• Exercise: In the items below, switch every "grassy field" to "open lawn" and keep everything else the same. Omit the pictures from your answer.

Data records
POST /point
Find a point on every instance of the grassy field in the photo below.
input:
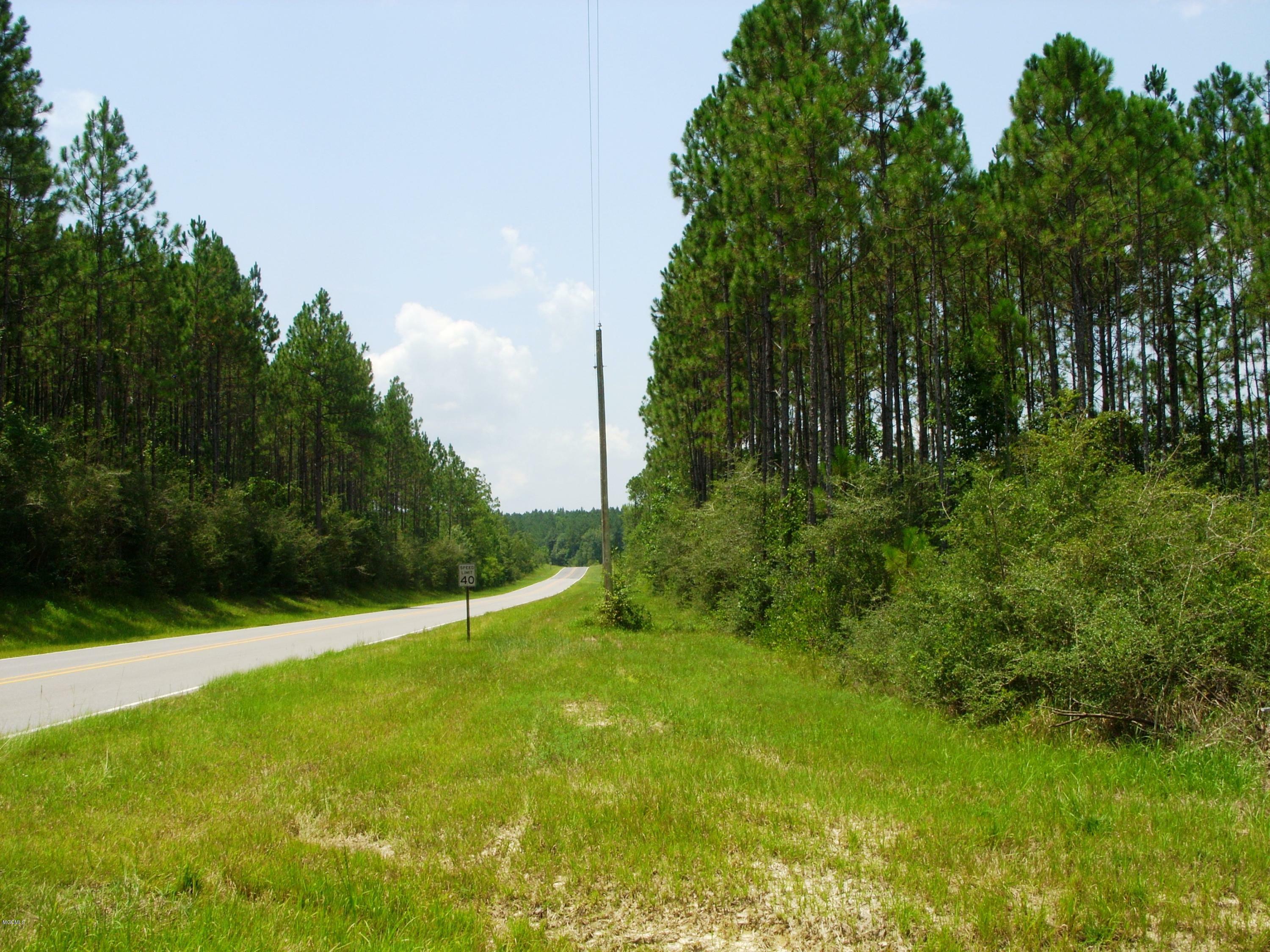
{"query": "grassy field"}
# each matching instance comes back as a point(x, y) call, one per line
point(554, 785)
point(32, 625)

• Task result:
POST /point
Find a point on every instance of the open lawn in the photo below.
input:
{"query": "open lawn"}
# each matching instance comes back as a point(x, y) call, one per line
point(554, 785)
point(32, 625)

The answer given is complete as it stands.